(Excerpts from the bounding box data)
::::
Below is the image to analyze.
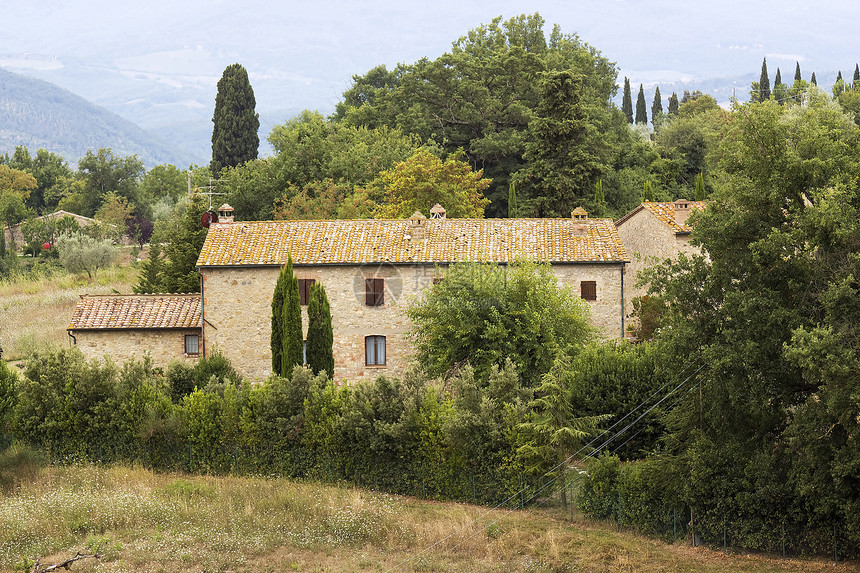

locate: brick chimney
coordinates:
[672,199,691,225]
[218,203,233,223]
[406,211,427,241]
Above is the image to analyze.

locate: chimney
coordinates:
[570,205,588,235]
[406,211,427,241]
[672,199,690,225]
[218,203,233,223]
[430,203,445,219]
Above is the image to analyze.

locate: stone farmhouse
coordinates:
[69,206,628,382]
[67,293,203,367]
[615,199,706,316]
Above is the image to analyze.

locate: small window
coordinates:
[299,279,317,306]
[364,279,385,306]
[185,334,200,356]
[364,336,385,366]
[579,281,597,300]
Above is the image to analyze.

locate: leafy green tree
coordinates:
[273,256,304,378]
[651,86,663,127]
[621,76,633,125]
[756,57,770,101]
[636,84,648,125]
[375,149,490,219]
[516,71,603,217]
[508,181,517,219]
[57,233,117,281]
[669,92,679,116]
[210,64,260,175]
[407,263,591,386]
[307,283,334,378]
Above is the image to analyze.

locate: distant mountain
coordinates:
[0,68,195,167]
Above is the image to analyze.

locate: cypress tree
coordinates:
[621,77,633,124]
[271,257,293,374]
[210,64,260,175]
[758,58,770,101]
[651,86,663,127]
[636,84,648,125]
[508,181,517,219]
[696,171,705,201]
[281,257,304,378]
[669,92,679,115]
[307,283,334,378]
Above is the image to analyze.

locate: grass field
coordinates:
[0,454,854,572]
[0,256,137,361]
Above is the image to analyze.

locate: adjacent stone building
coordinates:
[197,208,628,381]
[68,294,203,367]
[615,199,706,315]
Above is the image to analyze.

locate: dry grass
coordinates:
[0,466,851,572]
[0,266,137,360]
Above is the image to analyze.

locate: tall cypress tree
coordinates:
[758,58,770,101]
[508,181,517,219]
[307,283,334,378]
[210,64,260,175]
[281,257,304,378]
[651,86,663,127]
[621,77,633,124]
[669,92,679,115]
[636,84,648,125]
[271,257,293,374]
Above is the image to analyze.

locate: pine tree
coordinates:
[651,86,663,127]
[636,84,648,125]
[210,64,260,175]
[281,256,304,378]
[271,257,293,374]
[758,58,770,101]
[696,171,705,201]
[307,283,334,378]
[669,92,679,115]
[621,77,633,124]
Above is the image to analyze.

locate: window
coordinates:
[185,334,200,356]
[299,279,317,306]
[579,281,597,300]
[364,336,385,366]
[364,279,385,306]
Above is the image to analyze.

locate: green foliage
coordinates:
[407,263,591,385]
[209,64,260,176]
[375,149,490,219]
[272,255,304,378]
[307,283,334,378]
[56,233,117,280]
[621,77,633,125]
[636,84,648,125]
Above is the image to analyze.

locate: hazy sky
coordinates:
[0,0,860,156]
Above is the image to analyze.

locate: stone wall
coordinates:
[202,264,623,382]
[618,209,700,315]
[73,329,202,368]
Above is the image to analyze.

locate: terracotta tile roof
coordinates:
[69,294,202,330]
[615,201,708,233]
[197,217,627,267]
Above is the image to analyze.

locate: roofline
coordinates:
[197,260,630,270]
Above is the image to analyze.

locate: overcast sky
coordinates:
[0,0,860,156]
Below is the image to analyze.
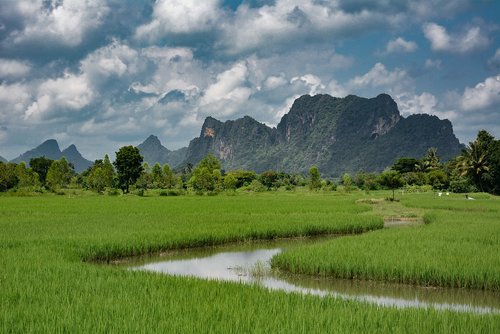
::::
**EXERCISE DIRECTIONS**
Pick out each line in the entries above that contains the word "cypress", and copy those lines. Match case exactly.

**THE RESULT**
locate: cypress tree
locate: tall cypress tree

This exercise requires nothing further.